◆ DIRECTION: Locate each line in the entries below that contains the word "above", and copy those lines in full.
** Start DATA SHOWN **
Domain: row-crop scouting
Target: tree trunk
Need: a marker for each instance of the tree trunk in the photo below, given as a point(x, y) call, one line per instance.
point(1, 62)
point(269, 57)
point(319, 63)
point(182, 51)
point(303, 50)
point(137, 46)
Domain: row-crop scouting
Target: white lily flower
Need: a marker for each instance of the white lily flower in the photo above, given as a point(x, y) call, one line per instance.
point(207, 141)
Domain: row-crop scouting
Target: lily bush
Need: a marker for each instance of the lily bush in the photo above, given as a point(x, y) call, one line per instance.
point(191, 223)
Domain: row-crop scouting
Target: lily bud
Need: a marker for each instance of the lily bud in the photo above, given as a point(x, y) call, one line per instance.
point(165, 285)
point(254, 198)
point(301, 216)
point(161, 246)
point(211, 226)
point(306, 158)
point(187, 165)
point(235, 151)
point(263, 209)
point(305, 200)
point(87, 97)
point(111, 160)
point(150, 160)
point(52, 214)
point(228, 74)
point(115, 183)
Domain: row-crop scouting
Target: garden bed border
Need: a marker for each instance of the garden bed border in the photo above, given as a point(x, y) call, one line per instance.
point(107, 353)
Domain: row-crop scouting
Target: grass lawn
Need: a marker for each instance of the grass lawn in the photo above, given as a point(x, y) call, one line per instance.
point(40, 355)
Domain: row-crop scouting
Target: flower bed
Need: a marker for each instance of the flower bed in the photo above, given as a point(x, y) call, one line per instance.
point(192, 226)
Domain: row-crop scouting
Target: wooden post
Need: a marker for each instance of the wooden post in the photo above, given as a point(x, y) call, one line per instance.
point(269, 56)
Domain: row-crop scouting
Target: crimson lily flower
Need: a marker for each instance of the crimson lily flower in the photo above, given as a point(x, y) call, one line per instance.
** End DATA SHOWN **
** Start DATA SHOWN **
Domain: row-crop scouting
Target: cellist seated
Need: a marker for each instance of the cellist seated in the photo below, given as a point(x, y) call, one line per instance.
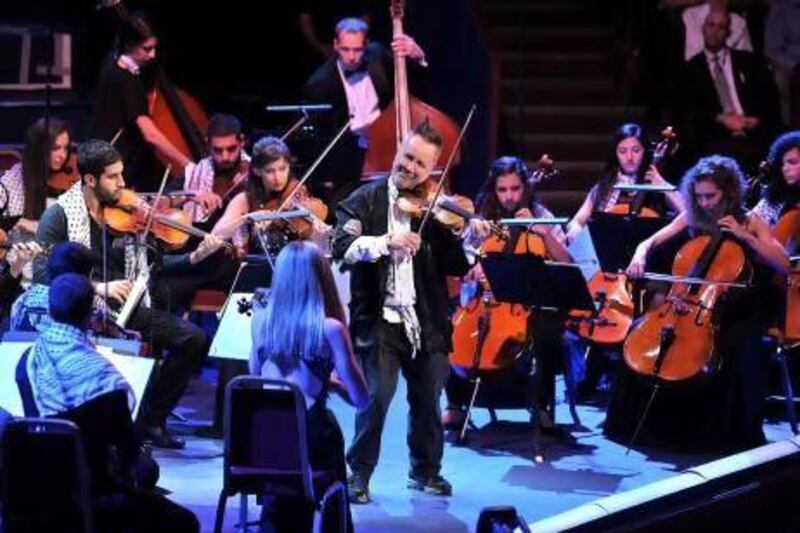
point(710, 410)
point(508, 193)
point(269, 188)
** End DATA SHOWN **
** Start DATA SHOWN **
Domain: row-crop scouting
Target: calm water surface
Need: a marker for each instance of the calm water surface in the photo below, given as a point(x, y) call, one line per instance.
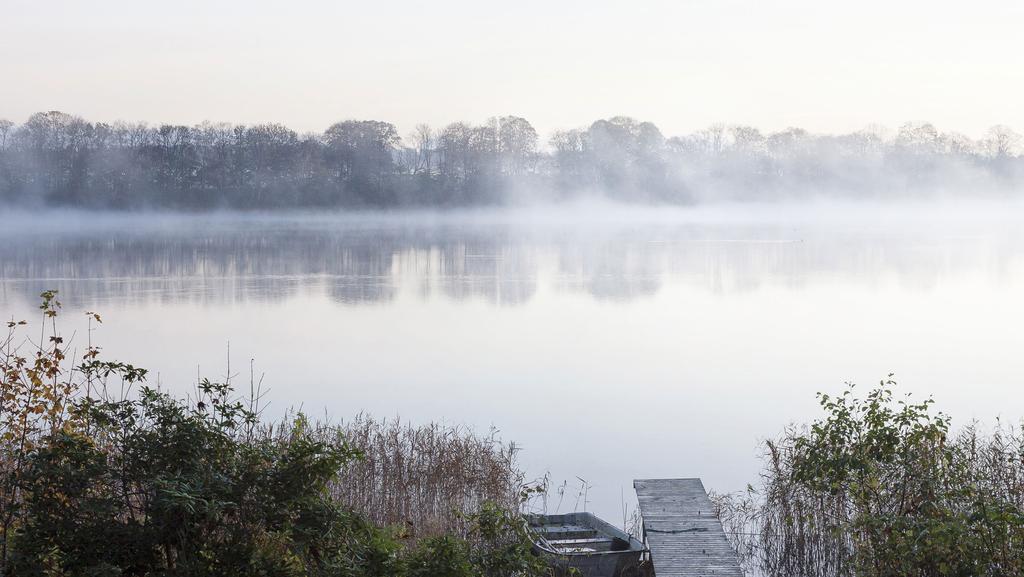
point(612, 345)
** End DATA SHOWN **
◆ RESPONSE TO THIS TASK:
Need: a marker for each instance of the white lily flower in the photo above, given as a point(x, y) call, one line per instance.
Need: a marker for each instance of the lily bush in the photo above, given as a point(x, y) call, one line per instance.
Need: a marker for each instance of the lily bud in the photo above, given as a point(x, y) call, one line per instance.
Need: a marker for each instance of the garden bed border in the photo above, given as a point(x, y) call, one line per instance.
Need: a marker for each instance of the grass lawn in the photo above, given as a point(x, y) call, one line per instance.
Need: a marker for each instance of the flower bed in the photo above, given as a point(x, y) call, one line per instance.
Need: a marker for each instance of the wooden post in the photo above, given as a point(x, y) call, one line per instance.
Need: a marker for each instance of the crimson lily flower in the photo above, given as a point(x, y) call, one line per instance.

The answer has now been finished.